Segment Open

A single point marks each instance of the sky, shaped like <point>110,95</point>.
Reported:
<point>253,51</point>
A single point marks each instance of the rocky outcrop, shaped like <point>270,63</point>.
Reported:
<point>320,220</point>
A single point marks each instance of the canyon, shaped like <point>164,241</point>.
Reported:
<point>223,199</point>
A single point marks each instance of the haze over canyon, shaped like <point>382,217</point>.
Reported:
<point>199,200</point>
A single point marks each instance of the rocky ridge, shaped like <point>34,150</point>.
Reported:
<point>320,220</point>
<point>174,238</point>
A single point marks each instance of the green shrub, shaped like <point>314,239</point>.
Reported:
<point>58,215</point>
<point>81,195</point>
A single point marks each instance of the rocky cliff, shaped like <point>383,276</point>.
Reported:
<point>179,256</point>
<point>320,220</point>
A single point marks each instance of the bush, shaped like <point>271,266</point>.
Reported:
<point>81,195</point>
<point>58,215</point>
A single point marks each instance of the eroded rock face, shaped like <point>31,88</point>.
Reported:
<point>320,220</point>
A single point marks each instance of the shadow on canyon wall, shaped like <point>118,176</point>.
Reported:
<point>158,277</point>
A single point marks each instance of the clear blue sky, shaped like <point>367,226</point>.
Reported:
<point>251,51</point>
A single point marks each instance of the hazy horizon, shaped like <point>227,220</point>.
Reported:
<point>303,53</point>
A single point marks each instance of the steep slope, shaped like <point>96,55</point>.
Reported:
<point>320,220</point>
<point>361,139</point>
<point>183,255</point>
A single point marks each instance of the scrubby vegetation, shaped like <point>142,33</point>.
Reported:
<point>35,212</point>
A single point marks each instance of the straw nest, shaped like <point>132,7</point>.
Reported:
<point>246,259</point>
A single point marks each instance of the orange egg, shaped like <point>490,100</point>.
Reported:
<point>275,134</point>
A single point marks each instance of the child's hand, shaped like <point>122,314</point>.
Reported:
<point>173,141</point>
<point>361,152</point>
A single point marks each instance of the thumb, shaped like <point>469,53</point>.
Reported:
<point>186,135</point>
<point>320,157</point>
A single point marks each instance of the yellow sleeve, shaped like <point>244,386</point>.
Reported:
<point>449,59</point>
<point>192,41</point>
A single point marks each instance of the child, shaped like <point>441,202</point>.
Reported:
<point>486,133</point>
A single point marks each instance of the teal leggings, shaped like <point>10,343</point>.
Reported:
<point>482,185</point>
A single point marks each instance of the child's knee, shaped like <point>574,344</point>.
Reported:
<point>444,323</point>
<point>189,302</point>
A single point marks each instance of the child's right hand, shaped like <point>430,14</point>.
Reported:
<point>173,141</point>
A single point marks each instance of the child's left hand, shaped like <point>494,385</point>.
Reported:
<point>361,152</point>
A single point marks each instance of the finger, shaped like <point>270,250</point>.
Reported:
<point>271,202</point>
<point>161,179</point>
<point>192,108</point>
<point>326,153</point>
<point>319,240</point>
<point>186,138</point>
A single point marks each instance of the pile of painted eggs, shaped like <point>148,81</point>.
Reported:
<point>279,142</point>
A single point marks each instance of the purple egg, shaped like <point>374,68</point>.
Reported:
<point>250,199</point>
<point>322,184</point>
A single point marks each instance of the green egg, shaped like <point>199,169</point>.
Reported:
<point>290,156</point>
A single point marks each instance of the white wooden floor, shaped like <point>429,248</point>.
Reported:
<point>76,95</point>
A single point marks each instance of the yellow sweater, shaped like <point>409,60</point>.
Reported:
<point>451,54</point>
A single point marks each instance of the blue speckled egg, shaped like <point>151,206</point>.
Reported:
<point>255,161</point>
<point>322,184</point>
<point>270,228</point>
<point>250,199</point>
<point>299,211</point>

Segment Closed

▶ TASK DESCRIPTION: The expected reply is a number only, the tally of lines in the data where the word "blue" is found.

▶ ANSWER FOR THIS EXERCISE: 2